▶ **The request**
Please return the lines of the listing below, unchanged, from the line with "target | exposed tree root" up to and including the line with "(1082, 832)". Give those lines and nothing else.

▶ **Given data**
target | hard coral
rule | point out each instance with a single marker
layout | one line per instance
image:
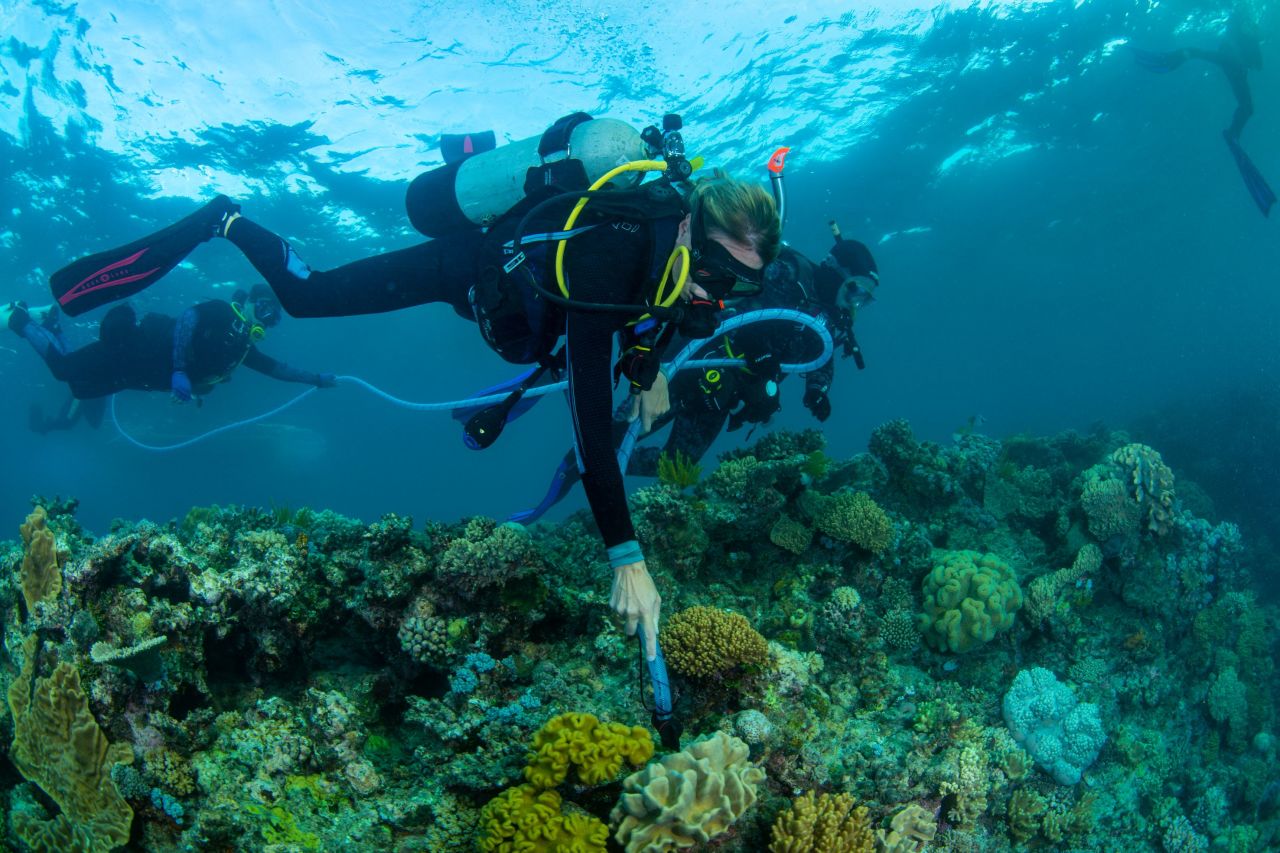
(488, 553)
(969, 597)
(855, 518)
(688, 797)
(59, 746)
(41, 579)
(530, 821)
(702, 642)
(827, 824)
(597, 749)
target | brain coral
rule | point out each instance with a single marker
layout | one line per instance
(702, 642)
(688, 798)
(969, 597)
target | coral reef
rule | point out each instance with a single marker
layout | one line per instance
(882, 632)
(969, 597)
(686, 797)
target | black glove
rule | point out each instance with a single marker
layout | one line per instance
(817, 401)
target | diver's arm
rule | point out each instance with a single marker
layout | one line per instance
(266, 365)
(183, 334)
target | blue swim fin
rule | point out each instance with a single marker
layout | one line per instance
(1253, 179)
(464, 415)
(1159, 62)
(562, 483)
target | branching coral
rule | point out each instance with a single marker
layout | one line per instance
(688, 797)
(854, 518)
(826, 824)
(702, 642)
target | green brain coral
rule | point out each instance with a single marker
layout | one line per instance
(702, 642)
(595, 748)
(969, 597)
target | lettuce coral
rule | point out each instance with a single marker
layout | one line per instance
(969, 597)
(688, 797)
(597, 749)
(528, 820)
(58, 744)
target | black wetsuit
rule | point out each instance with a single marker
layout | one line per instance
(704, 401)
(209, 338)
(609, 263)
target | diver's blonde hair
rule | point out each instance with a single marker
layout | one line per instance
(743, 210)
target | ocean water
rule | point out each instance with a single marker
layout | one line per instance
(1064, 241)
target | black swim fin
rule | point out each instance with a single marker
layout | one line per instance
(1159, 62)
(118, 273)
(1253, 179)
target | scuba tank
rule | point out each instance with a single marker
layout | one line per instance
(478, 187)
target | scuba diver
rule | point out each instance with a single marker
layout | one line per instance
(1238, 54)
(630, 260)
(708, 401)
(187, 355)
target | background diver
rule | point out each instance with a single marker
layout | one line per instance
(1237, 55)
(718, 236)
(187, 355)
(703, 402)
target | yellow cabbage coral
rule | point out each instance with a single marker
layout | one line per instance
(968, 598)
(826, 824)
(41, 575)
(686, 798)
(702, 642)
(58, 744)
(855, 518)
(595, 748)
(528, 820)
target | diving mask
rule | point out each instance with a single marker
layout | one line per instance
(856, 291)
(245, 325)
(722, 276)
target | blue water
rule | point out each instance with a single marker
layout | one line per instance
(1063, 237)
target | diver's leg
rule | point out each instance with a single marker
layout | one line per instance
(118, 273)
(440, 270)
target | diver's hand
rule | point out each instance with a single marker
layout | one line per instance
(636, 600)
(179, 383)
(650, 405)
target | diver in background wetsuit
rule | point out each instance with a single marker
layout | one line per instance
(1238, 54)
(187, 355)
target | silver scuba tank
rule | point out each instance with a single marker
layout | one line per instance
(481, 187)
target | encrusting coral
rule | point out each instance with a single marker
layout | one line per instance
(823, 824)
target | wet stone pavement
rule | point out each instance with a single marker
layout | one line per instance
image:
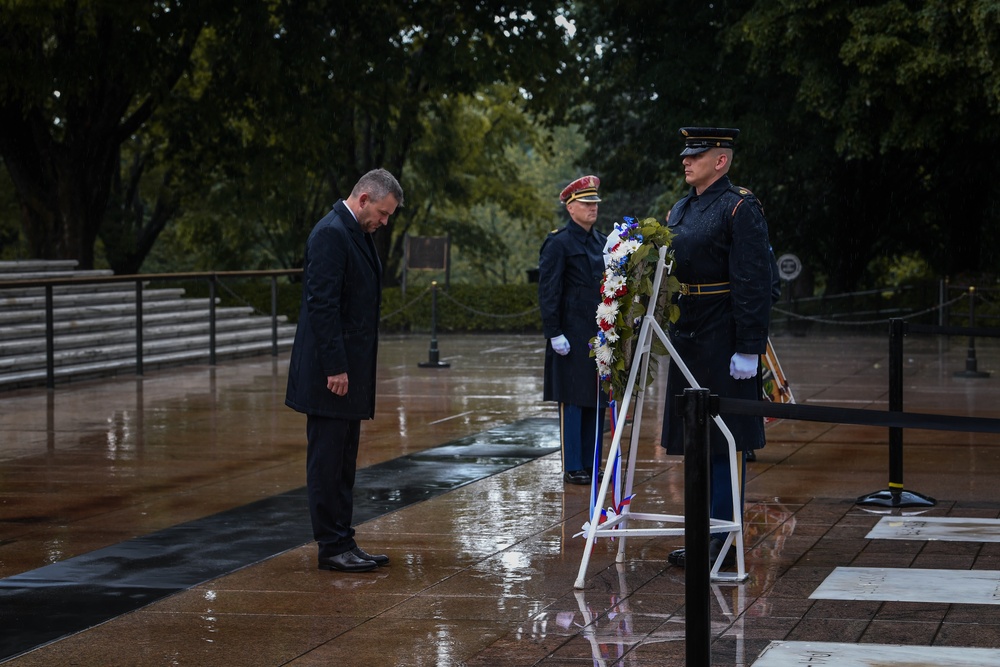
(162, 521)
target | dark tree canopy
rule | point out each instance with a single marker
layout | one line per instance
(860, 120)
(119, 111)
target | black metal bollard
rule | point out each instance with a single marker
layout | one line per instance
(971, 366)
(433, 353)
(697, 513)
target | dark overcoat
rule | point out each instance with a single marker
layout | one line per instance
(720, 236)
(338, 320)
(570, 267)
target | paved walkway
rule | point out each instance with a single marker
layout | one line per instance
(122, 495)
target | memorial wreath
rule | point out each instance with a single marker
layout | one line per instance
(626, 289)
---
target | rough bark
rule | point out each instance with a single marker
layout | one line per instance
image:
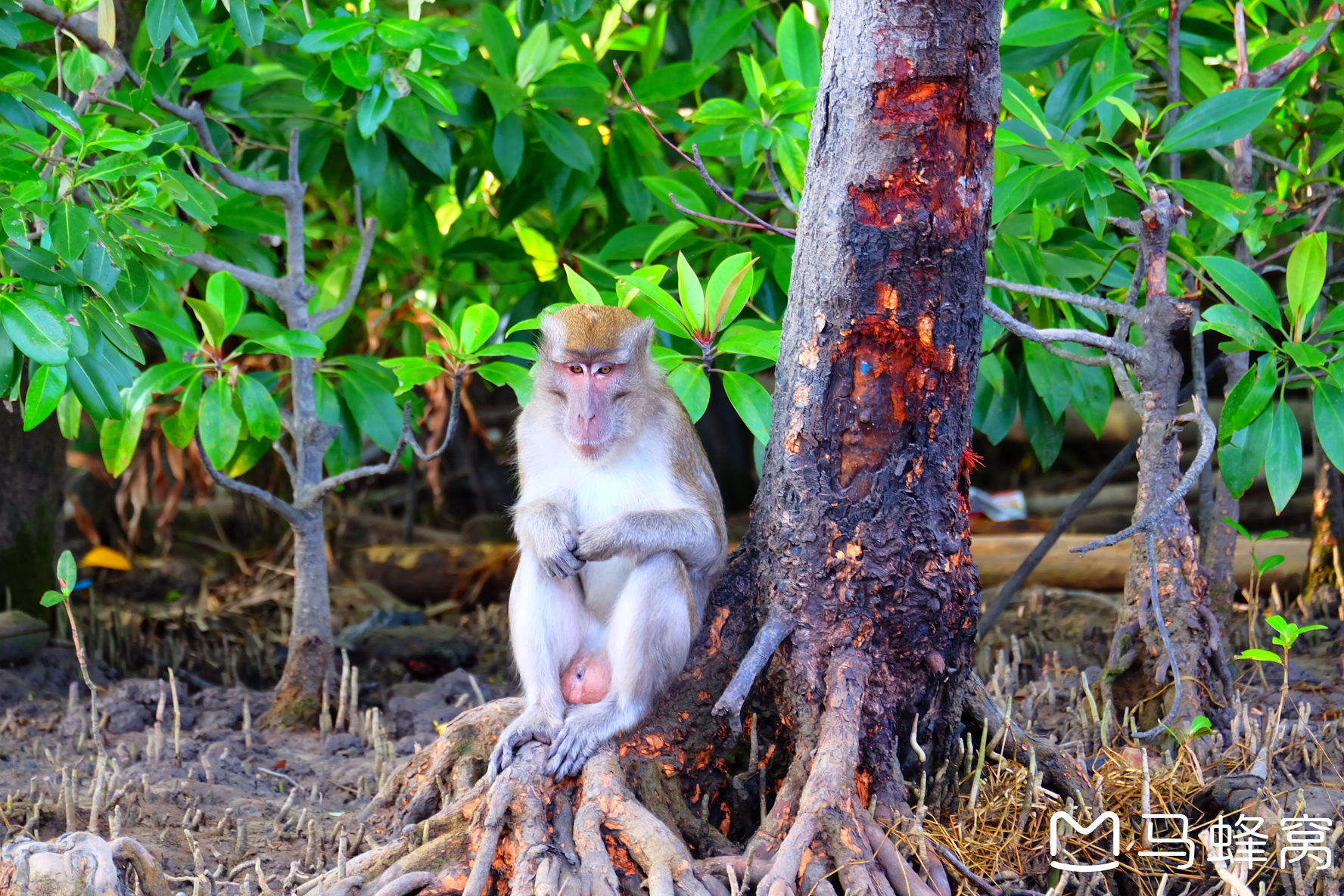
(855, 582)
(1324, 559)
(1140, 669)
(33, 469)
==
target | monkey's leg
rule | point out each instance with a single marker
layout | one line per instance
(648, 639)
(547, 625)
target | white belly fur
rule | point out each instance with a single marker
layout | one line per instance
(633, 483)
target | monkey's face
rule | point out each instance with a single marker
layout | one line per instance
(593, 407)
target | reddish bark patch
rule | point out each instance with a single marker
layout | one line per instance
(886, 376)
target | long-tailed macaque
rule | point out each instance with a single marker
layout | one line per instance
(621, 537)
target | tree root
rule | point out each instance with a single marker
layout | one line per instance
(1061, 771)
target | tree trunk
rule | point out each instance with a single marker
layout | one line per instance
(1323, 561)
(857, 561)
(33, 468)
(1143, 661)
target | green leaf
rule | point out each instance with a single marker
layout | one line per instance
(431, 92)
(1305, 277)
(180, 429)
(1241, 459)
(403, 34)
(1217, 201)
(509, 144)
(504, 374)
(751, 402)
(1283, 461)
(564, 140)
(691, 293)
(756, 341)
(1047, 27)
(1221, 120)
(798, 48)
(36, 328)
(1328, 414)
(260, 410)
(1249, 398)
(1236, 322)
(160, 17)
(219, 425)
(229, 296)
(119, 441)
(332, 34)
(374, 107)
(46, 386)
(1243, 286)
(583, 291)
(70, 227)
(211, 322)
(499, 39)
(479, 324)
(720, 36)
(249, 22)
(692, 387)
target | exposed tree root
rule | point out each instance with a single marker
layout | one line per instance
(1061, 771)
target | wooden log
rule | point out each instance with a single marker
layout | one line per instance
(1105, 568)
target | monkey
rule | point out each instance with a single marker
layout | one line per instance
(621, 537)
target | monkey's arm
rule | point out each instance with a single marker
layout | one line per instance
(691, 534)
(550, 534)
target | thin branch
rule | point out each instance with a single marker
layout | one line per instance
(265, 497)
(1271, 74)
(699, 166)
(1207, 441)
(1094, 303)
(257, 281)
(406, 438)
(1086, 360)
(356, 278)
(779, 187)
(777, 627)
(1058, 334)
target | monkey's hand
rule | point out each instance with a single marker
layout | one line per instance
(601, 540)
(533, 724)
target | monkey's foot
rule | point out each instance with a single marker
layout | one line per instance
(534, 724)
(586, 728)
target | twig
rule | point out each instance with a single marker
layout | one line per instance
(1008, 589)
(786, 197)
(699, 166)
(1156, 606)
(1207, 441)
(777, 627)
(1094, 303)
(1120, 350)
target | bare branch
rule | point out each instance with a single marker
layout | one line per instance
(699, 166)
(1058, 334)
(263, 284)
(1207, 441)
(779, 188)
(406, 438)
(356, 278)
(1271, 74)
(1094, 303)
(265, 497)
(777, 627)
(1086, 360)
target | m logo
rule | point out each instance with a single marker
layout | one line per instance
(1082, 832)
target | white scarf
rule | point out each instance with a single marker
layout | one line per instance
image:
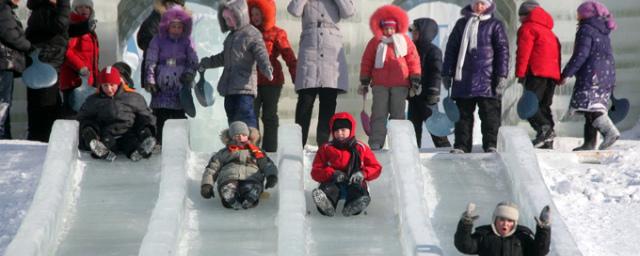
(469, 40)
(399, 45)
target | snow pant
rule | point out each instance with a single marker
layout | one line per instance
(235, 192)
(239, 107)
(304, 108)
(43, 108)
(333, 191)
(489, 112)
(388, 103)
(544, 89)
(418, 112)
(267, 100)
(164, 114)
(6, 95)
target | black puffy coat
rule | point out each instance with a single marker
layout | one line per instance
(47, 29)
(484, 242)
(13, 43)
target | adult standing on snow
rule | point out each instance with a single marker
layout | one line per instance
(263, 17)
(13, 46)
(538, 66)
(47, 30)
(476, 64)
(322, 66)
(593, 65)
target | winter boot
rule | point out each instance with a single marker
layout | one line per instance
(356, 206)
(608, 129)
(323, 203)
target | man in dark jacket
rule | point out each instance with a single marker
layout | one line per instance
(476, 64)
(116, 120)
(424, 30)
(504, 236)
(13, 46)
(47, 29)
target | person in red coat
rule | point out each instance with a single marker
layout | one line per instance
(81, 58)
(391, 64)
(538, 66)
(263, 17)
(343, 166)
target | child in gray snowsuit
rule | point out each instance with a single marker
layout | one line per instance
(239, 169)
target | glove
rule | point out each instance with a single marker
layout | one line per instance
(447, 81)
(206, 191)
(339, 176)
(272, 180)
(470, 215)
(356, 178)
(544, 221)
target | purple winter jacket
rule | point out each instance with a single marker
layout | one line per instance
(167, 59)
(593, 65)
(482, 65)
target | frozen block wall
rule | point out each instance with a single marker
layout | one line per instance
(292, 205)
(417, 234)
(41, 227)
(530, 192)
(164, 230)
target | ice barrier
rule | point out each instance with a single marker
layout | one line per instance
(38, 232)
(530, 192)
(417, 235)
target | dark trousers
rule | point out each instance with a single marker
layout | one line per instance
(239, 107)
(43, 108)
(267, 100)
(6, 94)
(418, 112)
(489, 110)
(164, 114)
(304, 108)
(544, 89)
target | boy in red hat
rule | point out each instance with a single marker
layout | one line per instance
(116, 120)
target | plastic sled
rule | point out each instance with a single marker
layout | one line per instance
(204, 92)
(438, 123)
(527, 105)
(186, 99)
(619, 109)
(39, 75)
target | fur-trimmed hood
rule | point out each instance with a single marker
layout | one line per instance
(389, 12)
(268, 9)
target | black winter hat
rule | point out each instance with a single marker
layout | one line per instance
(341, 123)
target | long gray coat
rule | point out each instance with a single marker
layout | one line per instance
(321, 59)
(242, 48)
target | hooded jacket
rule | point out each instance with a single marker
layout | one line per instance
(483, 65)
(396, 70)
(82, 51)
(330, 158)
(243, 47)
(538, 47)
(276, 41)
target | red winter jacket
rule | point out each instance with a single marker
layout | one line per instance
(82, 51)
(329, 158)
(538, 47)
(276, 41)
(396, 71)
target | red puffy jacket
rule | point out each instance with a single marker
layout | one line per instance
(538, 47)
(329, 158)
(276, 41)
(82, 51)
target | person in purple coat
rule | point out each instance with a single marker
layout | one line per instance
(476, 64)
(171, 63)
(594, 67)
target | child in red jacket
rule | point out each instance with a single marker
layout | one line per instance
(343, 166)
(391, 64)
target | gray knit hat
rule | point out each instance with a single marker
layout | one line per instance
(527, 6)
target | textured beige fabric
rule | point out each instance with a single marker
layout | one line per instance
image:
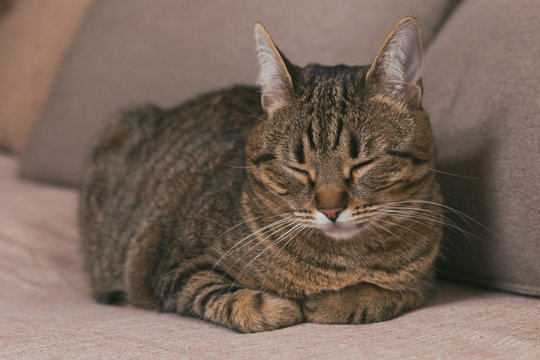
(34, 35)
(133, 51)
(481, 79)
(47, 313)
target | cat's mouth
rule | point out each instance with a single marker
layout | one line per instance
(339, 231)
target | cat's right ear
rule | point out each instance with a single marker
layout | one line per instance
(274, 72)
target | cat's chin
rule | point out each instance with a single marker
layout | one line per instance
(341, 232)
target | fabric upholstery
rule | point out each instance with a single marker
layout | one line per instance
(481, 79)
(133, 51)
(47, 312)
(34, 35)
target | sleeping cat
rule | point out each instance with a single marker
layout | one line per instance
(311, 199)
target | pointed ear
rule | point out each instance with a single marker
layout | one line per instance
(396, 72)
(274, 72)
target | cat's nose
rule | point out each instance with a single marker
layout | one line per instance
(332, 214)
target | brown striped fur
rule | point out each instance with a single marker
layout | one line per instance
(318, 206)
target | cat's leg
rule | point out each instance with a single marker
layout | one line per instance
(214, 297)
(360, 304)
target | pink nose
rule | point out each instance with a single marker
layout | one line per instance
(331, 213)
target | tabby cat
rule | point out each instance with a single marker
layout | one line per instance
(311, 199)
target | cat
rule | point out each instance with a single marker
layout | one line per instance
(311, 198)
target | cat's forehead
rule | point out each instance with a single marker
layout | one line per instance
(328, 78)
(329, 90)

▶ **Result of this task**
target | exposed tree root
rule | point out each instance with a single marker
layout | one line per instance
(1061, 771)
target | wooden log
rule | point out each instance with a single marker
layout | one line per instance
(1105, 568)
target | monkey
rule | point out each instance with a single marker
layout | one line per instance
(621, 537)
target | monkey's arm
rule | point out each instance with a single marker
layout | one line per instance
(691, 534)
(550, 534)
target | thin branch
rule | point out each instance with a single marker
layout | one line per instance
(265, 497)
(1271, 74)
(699, 166)
(1207, 441)
(1094, 303)
(257, 281)
(406, 438)
(1086, 360)
(356, 278)
(779, 187)
(777, 627)
(1058, 334)
target | monkey's hand
rule | point out each instance with a single marker
layout | one line per instance
(601, 540)
(533, 724)
target | monkey's foot
rule | point out each instance with a single marker
layout | one line per instance
(534, 724)
(586, 728)
target | twig
rule | point out each instance with a single marker
layout | one line per instance
(1008, 589)
(786, 197)
(699, 166)
(1156, 606)
(1207, 441)
(777, 627)
(1094, 303)
(1120, 350)
target | bare branch
rule | point out each instance with a single marker
layout | one line per instance
(699, 166)
(1058, 334)
(263, 284)
(1207, 441)
(779, 188)
(406, 438)
(356, 278)
(1271, 74)
(1094, 303)
(265, 497)
(777, 627)
(1086, 360)
target | m logo
rule | point out each instance with a single marker
layout | one line per instance
(1082, 832)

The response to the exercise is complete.